[[ Provided data, beginning ]]

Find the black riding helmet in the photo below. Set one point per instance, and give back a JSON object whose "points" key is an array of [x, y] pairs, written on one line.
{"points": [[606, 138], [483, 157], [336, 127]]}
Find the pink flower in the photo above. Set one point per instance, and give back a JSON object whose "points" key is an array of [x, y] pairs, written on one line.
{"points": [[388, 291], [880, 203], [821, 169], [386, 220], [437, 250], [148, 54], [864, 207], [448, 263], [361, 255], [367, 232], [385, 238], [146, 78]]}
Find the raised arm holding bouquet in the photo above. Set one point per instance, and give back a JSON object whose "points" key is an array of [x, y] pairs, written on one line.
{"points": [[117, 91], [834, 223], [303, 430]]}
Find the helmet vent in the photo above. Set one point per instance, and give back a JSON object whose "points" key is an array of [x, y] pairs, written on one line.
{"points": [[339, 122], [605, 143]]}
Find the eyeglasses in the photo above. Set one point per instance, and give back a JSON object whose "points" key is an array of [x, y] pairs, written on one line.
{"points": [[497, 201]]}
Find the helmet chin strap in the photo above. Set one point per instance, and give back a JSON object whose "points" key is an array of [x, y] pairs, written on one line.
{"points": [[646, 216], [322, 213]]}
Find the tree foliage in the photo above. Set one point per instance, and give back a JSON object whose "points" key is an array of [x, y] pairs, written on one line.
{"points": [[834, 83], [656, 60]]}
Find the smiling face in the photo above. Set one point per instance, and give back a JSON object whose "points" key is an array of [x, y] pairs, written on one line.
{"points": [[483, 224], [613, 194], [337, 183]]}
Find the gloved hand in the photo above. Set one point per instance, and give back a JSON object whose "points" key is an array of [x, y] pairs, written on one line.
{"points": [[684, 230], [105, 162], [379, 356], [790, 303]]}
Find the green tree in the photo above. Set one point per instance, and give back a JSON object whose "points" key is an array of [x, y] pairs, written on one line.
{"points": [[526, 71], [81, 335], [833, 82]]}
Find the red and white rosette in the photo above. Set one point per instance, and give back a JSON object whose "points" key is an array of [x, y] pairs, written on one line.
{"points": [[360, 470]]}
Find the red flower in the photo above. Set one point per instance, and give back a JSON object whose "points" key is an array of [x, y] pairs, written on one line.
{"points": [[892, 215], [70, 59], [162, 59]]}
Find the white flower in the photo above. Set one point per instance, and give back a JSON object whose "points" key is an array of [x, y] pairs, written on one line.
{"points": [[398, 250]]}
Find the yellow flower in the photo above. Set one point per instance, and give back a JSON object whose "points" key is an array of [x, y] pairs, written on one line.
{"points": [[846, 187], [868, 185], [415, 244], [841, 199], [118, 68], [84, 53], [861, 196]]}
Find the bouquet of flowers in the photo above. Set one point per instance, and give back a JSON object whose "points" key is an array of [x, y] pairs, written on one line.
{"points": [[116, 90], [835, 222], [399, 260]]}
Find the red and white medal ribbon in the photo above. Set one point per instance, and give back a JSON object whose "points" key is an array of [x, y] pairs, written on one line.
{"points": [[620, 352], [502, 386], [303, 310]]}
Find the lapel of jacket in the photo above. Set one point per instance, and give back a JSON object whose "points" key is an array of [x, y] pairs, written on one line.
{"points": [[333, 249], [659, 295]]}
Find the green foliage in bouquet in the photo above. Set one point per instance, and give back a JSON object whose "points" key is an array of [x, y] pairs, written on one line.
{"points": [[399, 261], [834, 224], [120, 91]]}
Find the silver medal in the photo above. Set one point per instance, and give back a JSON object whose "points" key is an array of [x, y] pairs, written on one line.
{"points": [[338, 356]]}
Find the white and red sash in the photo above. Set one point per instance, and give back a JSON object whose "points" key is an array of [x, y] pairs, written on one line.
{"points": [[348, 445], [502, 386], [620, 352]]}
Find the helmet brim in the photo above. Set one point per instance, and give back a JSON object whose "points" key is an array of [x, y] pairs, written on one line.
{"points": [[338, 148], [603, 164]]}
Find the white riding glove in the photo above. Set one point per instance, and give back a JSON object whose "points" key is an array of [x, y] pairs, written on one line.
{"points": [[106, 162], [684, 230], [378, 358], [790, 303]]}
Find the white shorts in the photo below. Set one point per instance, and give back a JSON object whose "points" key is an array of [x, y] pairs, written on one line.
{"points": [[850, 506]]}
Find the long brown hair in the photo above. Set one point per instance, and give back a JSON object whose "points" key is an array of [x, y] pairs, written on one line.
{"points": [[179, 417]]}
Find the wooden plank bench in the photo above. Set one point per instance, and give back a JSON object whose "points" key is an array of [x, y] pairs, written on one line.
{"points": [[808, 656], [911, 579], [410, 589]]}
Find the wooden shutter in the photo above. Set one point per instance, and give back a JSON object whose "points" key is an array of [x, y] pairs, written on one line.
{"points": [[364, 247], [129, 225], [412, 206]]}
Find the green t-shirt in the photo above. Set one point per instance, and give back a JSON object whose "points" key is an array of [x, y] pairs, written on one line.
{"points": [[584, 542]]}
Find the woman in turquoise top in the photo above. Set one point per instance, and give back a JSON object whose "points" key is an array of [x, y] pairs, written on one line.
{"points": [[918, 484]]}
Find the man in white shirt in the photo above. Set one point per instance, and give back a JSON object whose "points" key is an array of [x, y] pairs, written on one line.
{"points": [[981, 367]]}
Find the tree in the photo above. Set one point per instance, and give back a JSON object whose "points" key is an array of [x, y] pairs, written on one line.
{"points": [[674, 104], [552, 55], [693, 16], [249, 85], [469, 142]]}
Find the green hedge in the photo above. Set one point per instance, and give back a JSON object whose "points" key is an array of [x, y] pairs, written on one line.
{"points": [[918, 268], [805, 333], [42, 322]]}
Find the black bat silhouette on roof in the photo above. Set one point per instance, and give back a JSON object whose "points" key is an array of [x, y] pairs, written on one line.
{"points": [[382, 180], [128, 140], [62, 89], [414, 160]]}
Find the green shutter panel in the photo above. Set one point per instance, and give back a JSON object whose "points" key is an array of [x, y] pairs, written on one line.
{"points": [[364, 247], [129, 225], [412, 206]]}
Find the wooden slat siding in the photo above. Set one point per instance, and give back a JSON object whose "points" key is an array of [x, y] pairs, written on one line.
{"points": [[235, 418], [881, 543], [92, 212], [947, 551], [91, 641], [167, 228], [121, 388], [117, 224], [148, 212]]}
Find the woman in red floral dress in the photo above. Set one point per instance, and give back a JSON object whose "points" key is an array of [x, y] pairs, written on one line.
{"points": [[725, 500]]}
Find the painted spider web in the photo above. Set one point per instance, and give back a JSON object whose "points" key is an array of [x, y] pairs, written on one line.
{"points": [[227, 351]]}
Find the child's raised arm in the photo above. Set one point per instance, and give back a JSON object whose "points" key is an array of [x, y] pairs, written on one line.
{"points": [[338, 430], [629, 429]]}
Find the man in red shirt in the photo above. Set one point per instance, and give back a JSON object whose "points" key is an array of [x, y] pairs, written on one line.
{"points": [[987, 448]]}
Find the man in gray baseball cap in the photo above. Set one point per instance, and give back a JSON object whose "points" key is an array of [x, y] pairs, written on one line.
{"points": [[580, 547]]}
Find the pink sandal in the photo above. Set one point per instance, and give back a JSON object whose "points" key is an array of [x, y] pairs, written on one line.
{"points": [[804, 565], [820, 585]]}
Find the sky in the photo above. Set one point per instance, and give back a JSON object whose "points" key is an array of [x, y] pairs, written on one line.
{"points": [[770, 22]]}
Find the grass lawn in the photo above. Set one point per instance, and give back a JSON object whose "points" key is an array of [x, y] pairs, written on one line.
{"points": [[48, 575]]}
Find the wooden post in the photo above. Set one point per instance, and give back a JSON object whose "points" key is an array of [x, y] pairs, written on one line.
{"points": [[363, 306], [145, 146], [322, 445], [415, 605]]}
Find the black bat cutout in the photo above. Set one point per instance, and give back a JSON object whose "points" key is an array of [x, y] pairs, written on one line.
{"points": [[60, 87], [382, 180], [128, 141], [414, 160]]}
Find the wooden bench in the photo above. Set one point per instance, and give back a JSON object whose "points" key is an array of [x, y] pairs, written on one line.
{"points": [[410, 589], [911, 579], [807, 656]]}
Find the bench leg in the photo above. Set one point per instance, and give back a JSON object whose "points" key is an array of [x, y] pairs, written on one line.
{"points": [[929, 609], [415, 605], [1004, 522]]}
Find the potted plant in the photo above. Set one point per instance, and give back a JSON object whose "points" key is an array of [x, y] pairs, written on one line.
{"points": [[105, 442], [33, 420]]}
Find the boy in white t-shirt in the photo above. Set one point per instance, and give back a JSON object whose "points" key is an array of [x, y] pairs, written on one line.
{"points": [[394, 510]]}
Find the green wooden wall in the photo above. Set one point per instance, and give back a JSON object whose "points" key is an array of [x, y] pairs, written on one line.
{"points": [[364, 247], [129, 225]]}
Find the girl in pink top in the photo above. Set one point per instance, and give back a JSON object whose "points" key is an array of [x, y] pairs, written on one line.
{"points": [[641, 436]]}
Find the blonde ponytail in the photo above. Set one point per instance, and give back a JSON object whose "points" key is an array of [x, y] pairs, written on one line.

[[ Provided data, end ]]

Starting at the line that contains "Find the bench", copy each line through the last one in the records, exactly, and output nothing else.

* _Task response_:
Find the bench leg in the photo above. Set one point per instance, and give back a JSON object whose "points" key is an array of [x, y] pairs, written on one line.
{"points": [[929, 609], [415, 605], [1004, 522]]}
Find the potted plant in the photo above. Set one point per instance, and give back a JSON object whose "points" key is an array of [x, y] pairs, written on one line.
{"points": [[105, 442], [33, 420]]}
Find the boy in white t-shirt in the photo above. Set one point per instance, and give back a JSON object whose "points" key is an array of [x, y] pairs, written on one line.
{"points": [[394, 510]]}
Find the green wooden wall in the photo above. Set one point per instance, and give back a JSON object whose "points" key is an array of [x, y] pairs, written on one line.
{"points": [[364, 247], [129, 225]]}
Find the girl in pink top in the photo above. Set one point per instance, and give back a JSON object whose "points" key is an array of [x, y] pairs, written on one line.
{"points": [[641, 436]]}
Find the blonde ponytail in the photo above. Set one point per instance, and give back a JSON object whose "points" key is an array of [x, y] pairs, written on one line.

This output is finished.